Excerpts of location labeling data
┄┄┄┄┄┄
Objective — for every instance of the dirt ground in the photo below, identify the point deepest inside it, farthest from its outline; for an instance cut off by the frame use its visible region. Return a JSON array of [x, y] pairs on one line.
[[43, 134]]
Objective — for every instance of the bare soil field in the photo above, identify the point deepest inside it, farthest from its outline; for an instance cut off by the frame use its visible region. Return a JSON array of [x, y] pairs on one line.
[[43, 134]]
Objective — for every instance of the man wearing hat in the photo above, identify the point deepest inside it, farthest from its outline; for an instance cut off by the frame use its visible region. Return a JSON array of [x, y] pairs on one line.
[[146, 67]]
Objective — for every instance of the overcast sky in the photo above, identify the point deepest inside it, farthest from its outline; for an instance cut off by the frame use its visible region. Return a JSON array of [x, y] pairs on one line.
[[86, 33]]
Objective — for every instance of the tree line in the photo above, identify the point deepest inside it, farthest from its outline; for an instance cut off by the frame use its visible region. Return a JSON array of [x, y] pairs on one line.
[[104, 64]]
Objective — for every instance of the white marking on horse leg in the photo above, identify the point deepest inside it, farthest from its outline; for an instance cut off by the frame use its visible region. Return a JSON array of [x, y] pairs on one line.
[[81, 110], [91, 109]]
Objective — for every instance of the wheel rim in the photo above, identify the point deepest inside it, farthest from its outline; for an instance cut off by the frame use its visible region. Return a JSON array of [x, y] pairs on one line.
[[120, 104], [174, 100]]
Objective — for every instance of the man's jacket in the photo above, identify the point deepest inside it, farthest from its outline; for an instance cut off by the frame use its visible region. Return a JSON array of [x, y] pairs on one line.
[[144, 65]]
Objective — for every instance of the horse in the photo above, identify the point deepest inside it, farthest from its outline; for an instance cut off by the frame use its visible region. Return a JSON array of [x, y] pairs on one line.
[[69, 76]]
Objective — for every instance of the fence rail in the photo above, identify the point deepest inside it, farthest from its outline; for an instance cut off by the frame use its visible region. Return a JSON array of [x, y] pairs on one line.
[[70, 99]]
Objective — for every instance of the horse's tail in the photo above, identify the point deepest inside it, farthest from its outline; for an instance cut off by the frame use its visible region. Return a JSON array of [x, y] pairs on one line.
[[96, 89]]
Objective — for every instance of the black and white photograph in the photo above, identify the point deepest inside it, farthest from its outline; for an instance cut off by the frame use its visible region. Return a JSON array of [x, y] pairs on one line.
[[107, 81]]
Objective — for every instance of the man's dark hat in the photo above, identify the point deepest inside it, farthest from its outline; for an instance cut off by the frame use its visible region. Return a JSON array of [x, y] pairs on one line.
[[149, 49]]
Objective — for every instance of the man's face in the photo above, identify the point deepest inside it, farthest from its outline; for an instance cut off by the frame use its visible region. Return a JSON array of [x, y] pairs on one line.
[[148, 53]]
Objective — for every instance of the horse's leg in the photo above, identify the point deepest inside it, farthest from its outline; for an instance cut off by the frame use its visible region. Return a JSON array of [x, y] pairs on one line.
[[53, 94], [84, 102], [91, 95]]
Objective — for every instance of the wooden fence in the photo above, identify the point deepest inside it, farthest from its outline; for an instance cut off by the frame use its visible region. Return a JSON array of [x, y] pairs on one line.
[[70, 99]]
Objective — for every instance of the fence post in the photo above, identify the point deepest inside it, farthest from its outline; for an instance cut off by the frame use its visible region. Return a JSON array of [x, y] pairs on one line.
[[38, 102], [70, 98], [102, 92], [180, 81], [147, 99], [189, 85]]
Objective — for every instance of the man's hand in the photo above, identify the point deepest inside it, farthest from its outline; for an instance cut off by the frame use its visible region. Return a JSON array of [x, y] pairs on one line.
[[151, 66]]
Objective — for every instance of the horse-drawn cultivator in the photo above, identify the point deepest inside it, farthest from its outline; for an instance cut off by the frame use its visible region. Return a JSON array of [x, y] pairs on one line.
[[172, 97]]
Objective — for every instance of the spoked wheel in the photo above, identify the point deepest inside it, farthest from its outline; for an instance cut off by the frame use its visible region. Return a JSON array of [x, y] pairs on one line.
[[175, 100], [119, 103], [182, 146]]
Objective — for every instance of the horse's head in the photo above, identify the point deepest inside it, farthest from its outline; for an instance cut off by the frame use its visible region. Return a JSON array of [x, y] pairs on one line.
┄┄┄┄┄┄
Express the data above as a JSON list of strings, one string per line and blank lines omitted, starting at the line containing "Objective — for every instance of the fence post" and running through the end of the data.

[
  "Objective — for every instance of the fence post in the photo above, identify the point deepest inside it, farthest from its outline; for an instance cut off by the frame use its visible region. Return a JSON array of [x, y] pairs on one line.",
  "[[38, 102], [70, 98], [102, 92], [180, 81], [147, 99], [189, 85]]",
  "Objective — for every instance of the man's hand in the photo above, identify the point deepest inside it, farthest from its outline; for an instance cut off by the frame use its visible region. Return a JSON array of [x, y] pairs on one line.",
  "[[151, 66]]",
  "Objective — for every instance of the horse-drawn cultivator in the photo above, identify the point deepest inside it, farthest from its outline; for an instance cut off by the frame use its visible region. Return a JSON array of [x, y] pairs on one line.",
  "[[172, 97]]",
  "Objective — for every instance of the spoked wheel in the photo above, identify the point deepest inside it, farthest from its outline; for an instance cut off by the frame use its visible region. Return a JSON array of [x, y] pairs on one line.",
  "[[175, 100], [119, 103], [182, 146]]",
  "Objective — for every instance of the horse's head in the photo above, identify the point deepest inside it, farthest from its outline; for an instance cut off by the frame use its visible region. Return a JSON array of [x, y] pairs on one line."
]